(Dataset entries)
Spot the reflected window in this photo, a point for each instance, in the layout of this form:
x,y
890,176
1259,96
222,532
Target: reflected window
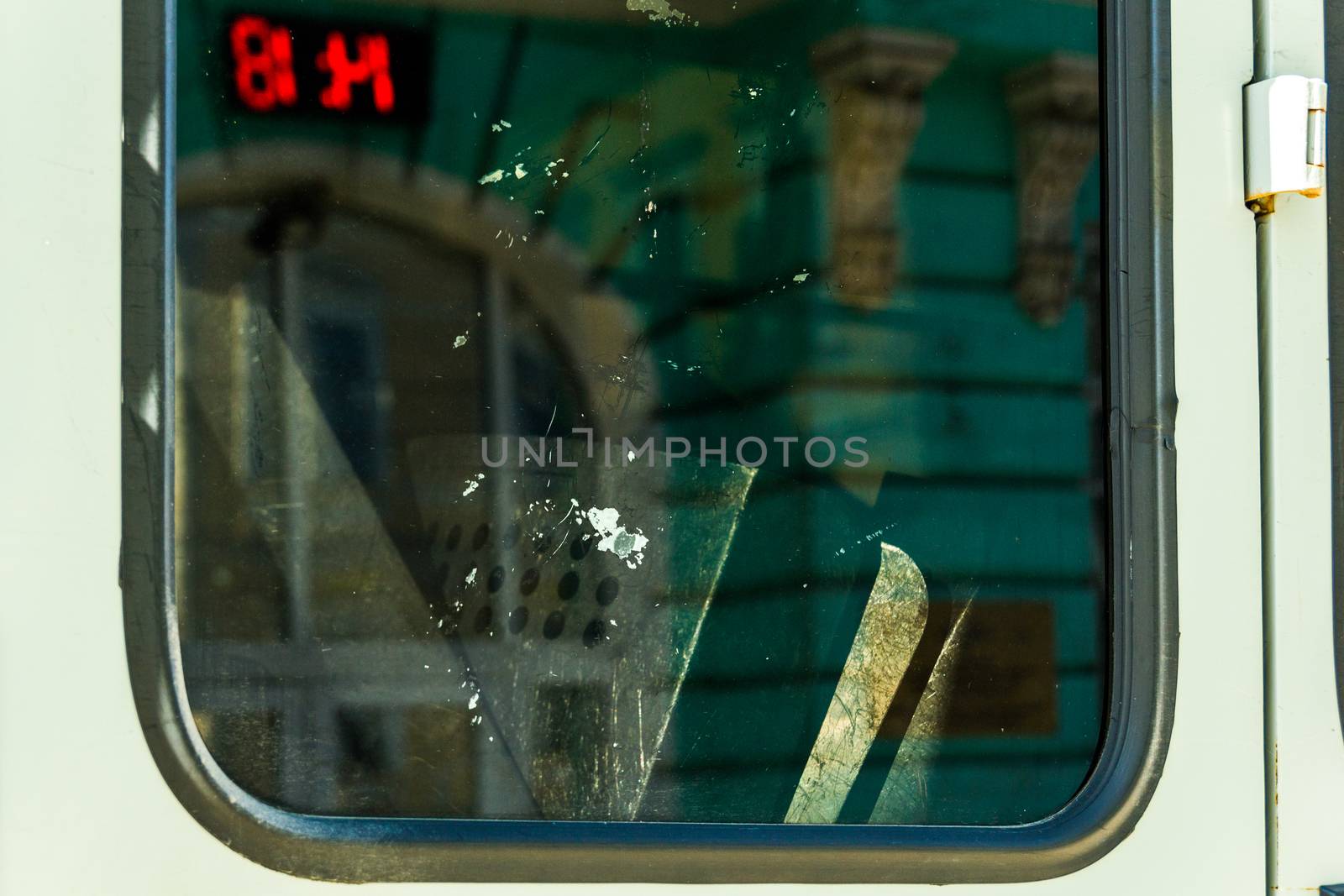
x,y
665,412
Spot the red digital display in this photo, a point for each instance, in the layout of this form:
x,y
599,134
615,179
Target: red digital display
x,y
329,67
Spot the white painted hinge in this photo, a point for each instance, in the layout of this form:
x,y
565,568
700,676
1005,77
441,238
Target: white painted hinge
x,y
1285,139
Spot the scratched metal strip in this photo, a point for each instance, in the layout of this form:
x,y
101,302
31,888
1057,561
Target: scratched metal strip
x,y
889,633
905,795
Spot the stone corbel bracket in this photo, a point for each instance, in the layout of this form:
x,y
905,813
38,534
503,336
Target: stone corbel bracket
x,y
874,81
1055,107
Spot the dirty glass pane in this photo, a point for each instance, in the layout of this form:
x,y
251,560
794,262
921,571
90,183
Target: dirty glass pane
x,y
680,411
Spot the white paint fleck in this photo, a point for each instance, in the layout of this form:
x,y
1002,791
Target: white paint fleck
x,y
474,484
616,539
658,9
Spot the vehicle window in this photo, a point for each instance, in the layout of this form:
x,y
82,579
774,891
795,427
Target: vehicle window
x,y
664,410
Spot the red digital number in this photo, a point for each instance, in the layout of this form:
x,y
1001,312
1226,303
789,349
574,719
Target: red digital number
x,y
264,63
370,66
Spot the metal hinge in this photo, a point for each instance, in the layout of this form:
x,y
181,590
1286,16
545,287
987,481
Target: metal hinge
x,y
1285,139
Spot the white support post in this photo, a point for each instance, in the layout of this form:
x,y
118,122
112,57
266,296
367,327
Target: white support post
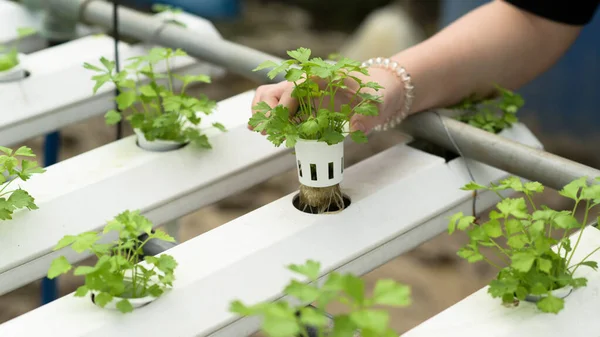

### REQUIRED WORK
Search the entries for "post" and show every line that has it.

### WRITTEN RESPONSE
Spot the white support post in this photo, a point for each instance, in the layout of this form:
Target: white support post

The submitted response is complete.